What you have to do
Your job is to report every line of the entries that has "shoe".

The data
————

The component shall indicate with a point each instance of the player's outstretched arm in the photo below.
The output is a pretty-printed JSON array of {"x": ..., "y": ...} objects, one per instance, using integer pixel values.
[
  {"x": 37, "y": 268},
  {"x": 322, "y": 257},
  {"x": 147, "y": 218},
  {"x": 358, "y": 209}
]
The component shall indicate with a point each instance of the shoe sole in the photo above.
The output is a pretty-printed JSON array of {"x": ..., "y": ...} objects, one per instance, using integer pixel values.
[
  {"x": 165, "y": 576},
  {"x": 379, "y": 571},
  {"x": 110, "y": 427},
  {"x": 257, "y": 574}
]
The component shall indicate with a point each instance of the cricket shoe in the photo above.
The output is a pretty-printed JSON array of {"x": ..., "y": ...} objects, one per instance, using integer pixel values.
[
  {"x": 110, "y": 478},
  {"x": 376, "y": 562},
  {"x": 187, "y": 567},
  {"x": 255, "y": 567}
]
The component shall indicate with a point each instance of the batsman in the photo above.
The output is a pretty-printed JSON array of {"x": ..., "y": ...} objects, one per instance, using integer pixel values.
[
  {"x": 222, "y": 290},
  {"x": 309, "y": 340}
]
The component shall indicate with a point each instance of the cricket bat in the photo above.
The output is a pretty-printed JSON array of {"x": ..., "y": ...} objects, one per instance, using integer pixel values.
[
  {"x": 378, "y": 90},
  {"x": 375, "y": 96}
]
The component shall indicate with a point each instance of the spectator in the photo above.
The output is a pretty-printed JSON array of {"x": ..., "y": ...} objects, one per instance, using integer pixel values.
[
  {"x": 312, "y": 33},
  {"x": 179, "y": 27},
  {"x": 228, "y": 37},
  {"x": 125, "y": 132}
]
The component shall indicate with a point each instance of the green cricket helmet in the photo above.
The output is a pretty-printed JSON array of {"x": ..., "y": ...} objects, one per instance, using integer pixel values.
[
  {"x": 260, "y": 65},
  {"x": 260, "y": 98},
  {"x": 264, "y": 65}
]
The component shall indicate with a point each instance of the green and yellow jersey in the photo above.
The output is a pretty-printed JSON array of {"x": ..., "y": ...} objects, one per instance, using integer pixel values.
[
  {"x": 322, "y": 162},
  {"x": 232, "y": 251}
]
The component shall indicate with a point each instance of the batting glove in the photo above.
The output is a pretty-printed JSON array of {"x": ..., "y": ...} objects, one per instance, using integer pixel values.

————

Output for this exercise
The component shall indicate with a point each instance of the shoe sole in the photo above.
The component shall indicate with a point each instance of the cricket shoe in the photo above.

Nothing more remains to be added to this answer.